Your task:
Output all of the data below line for line and without alteration, omitting the pictures.

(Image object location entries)
▬▬▬▬▬▬▬▬▬▬
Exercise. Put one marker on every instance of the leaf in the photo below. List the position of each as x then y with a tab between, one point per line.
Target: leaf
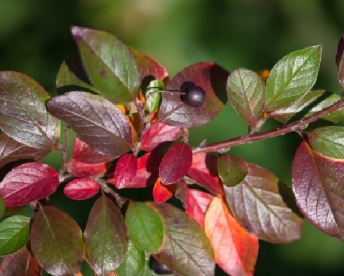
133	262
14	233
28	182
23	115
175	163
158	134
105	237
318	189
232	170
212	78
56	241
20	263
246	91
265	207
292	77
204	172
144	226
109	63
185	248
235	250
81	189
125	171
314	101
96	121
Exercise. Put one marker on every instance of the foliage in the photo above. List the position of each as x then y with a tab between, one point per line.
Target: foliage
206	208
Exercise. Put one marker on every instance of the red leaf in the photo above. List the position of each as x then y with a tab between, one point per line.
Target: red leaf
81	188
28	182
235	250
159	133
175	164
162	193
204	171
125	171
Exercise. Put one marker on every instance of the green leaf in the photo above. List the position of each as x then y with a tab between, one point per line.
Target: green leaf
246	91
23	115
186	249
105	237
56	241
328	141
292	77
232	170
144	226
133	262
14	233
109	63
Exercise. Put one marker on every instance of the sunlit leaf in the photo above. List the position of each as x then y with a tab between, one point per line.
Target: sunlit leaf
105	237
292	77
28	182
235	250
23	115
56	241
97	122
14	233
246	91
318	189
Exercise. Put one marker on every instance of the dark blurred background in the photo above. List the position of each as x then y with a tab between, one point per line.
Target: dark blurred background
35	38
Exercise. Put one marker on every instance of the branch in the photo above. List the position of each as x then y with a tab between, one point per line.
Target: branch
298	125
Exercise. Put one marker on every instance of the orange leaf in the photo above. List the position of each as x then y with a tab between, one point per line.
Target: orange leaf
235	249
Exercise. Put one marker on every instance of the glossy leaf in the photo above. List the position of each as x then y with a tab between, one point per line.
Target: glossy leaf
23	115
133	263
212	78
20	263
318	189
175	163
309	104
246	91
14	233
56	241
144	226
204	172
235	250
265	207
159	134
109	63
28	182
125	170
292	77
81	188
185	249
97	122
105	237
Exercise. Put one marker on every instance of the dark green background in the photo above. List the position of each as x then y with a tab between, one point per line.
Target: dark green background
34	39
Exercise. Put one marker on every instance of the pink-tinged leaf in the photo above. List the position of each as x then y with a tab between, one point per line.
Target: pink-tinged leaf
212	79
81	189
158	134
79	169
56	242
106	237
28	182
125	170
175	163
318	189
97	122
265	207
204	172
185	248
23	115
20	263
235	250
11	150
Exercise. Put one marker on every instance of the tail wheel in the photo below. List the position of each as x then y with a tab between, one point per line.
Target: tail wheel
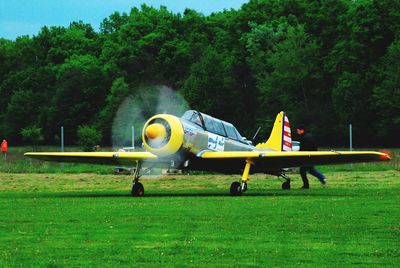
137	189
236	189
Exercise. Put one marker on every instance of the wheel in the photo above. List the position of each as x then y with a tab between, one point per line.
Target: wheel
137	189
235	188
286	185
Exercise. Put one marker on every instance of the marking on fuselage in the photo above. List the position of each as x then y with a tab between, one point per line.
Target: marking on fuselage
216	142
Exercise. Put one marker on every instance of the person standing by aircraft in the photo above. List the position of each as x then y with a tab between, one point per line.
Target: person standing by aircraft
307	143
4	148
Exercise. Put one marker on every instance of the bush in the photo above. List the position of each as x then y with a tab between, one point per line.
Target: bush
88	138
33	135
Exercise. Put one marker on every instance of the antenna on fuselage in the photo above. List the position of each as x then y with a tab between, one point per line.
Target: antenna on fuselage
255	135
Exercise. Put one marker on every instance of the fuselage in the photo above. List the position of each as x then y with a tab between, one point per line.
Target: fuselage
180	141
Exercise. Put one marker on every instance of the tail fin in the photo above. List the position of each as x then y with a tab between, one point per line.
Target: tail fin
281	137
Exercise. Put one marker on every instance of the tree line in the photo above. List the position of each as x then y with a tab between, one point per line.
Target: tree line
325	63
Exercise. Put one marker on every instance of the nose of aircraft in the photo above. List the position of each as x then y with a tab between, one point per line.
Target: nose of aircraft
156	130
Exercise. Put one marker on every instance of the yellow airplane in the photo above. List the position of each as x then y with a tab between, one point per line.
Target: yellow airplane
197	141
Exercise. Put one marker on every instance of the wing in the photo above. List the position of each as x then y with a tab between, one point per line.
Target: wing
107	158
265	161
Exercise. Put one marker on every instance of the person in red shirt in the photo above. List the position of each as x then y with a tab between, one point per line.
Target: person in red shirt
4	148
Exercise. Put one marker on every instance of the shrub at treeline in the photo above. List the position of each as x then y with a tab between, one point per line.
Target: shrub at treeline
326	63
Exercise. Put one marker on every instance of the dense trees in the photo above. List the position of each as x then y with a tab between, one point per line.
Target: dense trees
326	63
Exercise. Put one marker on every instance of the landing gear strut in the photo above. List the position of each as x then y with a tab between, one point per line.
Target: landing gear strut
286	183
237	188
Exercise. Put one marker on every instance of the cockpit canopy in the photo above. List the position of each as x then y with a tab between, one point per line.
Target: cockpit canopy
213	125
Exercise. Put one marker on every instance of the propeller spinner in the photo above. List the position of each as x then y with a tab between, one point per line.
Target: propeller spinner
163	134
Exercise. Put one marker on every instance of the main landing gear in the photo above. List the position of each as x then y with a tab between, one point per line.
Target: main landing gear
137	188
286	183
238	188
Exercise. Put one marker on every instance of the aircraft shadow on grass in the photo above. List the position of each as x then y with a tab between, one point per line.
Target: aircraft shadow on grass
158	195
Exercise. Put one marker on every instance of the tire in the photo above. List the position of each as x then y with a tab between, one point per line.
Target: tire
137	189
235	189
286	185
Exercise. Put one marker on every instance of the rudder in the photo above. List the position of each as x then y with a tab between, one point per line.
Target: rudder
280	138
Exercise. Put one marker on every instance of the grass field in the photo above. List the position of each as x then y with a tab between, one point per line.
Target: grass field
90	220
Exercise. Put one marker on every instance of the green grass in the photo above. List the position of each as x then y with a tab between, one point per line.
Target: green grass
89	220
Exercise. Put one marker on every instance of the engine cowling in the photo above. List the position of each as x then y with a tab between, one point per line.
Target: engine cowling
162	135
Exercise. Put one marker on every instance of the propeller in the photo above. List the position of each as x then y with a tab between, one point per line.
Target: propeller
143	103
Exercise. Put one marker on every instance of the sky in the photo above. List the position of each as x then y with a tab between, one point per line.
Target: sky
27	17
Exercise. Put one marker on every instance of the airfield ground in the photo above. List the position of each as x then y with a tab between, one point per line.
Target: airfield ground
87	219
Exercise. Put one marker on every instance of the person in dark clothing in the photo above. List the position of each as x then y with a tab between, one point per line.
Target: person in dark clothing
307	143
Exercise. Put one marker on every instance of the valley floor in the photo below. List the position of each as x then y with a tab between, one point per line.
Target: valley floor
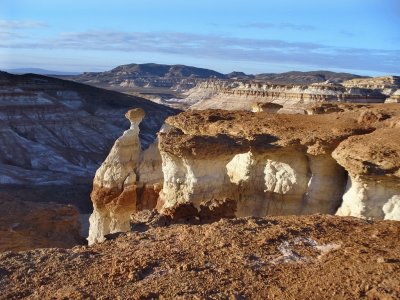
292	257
▬▬▬▬▬▬▬▬▬▬
Final answer:
Exercise. Put one marker on every instance of the leaf in the photo below. List the position of each as x then y with a tab between, one point per line.
Target: leaf
133	262
14	233
28	182
23	115
175	163
158	134
105	237
318	189
232	170
212	78
56	241
20	263
246	91
265	207
292	77
204	172
144	226
109	63
185	248
235	250
81	189
125	171
314	101
96	121
Exercise. Put one marker on every instance of the foliage in the photo above. List the position of each as x then y with a tab between, one point per line.
Target: foliage
206	208
Exercise. Put one marker on every instance of the red leaf in the photo above. List the position of each as x then y with a tab between, one point per line.
Target: red leaf
81	188
28	182
235	250
159	133
175	164
162	193
204	171
125	171
Exercise. Put one marker on every instance of the green leaf in the photo above. List the position of each as x then y with a tab between, one point per line.
Target: green leaf
246	91
23	115
186	249
105	237
56	241
328	141
292	77
232	170
144	226
133	262
14	233
109	63
Exercise. Put one marker on every instance of the sunlit leaf in the photo above. List the position of each as x then y with a tab between, one point per line.
Target: sunlit leaf
105	237
292	77
28	182
235	250
23	115
56	241
97	122
14	233
246	91
318	189
Exercise. Put one marker on every instance of the dark blurred background in the photo above. List the position of each as x then y with a tab between, one point per line.
Target: dark blurred background
35	38
Exercise. Put one marker on every instance of the branch in the photo above. List the position of each as x then y with a tab between, one point per line.
Target: branch
298	125
Exercise. Put one marker on every instance of the orange leaf in the photo above. List the position of each as x then y with a tab between, one point per line.
Target: orange leaf
235	249
Exercise. Put one marker on every instance of the glossy leaf in the photo above. List the position of each as x then y with a tab between, one point per line.
Target: glossy leaf
23	115
133	263
212	78
20	263
318	189
175	163
309	104
246	91
14	233
56	241
144	226
204	172
235	250
265	207
159	134
109	63
28	182
125	170
292	77
81	188
185	249
97	122
105	237
Exercise. Put one marker on every instance of the dark green background in the photo above. List the position of each as x then y with a tab between, one point per line.
Target: dark green background
34	39
Exercise. Put one marker on every instance of the pink-tinged leaf in the photo above. List the position of each as x then y with a tab between, one point per line.
Target: pink-tinged leaf
212	79
81	189
158	134
79	169
56	242
106	237
28	182
125	170
175	163
318	189
97	122
265	207
204	172
185	248
23	115
20	263
235	250
11	150
Exercise. Put one marker on every instance of the tail wheel in the photo below. List the position of each as x then y with a tab between, one point per line.
Target: tail wheel
137	189
236	189
Exercise. Put one marker on every instance of the wheel in the photo above. List the position of each as x then y with a tab between, one point per line.
Target: wheel
137	189
235	188
286	185
Exercise. Put one marker on every instance of the marking on fuselage in the photo above. List the position of each as x then y with a tab between, one point per line.
Target: marking on fuselage
216	142
Exercise. Put one marker on every instance of the person standing by aircraft in the photo above. List the position of each as x then y with a tab between, one point per line.
Target: person standing by aircraft
307	143
4	148
Exercise. Put one marker on every instance of the bush in the photo above. List the position of each as x then y with a tab between, one point per line.
Target: bush
88	138
33	135
Exercise. Put one marker on every instance of the antenna on fuselage in the photo above. List the position of each as x then y with a tab between, one point per line.
Target: antenna on fuselage
255	135
Exercise. Put one marker on every instance of the fuselage in the photo above. List the position of each as x then y with a tab between, one point per line.
Target: fuselage
180	141
Exercise. Put one marker on every instance of the tail fin in the photo above. List the position of each as x then y with a tab between, one point per line.
Target: tail fin
281	137
Exercise. Put one marker on every instance of the tree line in the photo above. List the position of each as x then y with a tab between, one point per line.
Target: tree line
325	63
Exercise. Put one marker on every instance of the nose of aircraft in the photo above. List the position of each as x then y with a tab between, one point per line.
Target: nose of aircraft
156	130
Exercise. Put one marker on every instance of the yellow airplane in the photo above. List the position of each as x then y with a tab between, one point per line.
Target: yellow airplane
197	141
Exercise. Put one marker on every instance of the wing in the photo above. List the position of each as x then y with a tab between, one point per line.
Target: wing
107	158
265	161
Exercise. Put one marker on every instance of the person in red shirt in the photo above. List the position of each as x then y with a tab between, one point per line.
Target: person in red shirt
4	148
Exercise. Put one marker on every instance of the shrub at treeline in the photo above. List the position of each as x then y with a tab between, one point per line.
Target: shrub at treeline
326	63
Exercise. Put one marker on every instance of the dense trees in the photo above. List the position of each as x then y with a tab between, one point per line.
Target: dense trees
326	63
Exercise. Put one marker on every instance of the landing gear strut in the photo above. List the position of each as x then y with a tab between, one point per line.
Target: landing gear strut
286	183
237	188
Exercise. Put one marker on every instance of the cockpit canopy in the photo above. List the position of each as x then y with a tab between, one point per line.
Target: cockpit canopy
213	125
Exercise. Put one marker on every instance of the propeller spinner in the photo above. List the position of each as x then y with a tab between, one point per line.
Target: propeller spinner
163	134
Exercise. Put one marker on every instance of the main landing gear in the photo above. List the position of each as x then y with a tab between, one point per line.
Target: main landing gear
137	188
286	183
238	188
Exercise. Put one marker on every instance of the aircraft shadow on grass in the photo above. List the position of each as x then y with a tab between, one point per line.
Target: aircraft shadow on grass
158	195
Exercise. Put one marker on every instance of the tire in the photo above. List the position of each as x then y with a tab between, one point per line.
Target: tire
137	189
235	189
286	185
Exercise. Put one marker on every instance of the rudder in the photo above. List the position of each as x then y with a tab between, one point per line.
Target: rudder
280	138
Exercise. Put one marker on every instance of the grass field in the photo above. List the position of each as x then y with a tab between, one point per line.
Target: grass field
90	220
Exercise. Put one marker on every instance of the green grass in the photo above. List the position of each as x then y with a tab between, one point per line.
Target: green grass
89	220
Exercise. Put one marker on every instance of the engine cowling in the photo above. List the position of each as x then y with a tab between, one point per line.
Target: engine cowling
162	135
Exercise. Put one marker on every instance of the propeller in the photo above. List the position of each as x then y with a tab between, one point per line.
Target: propeller
143	103
Exercise. Put one marker on every instance of the sky in the photo above. List the position of each as x then y with a tab between, one point per line.
Target: sky
27	17
Exercise. Put one marker on every instance of the airfield ground in the photo above. List the position of each as x then y with a tab between, one point per line.
Target: airfield ground
87	219
Exercise. Put one marker on every instance of the person in dark clothing in the photo above. List the position of each as x then y with a tab between, one point per line.
Target: person in dark clothing
307	143
Exercise. Put one marker on every instance of the valley floor in the photo below. List the position of each as x then y with a tab between, one point per line.
Target: valley floor
292	257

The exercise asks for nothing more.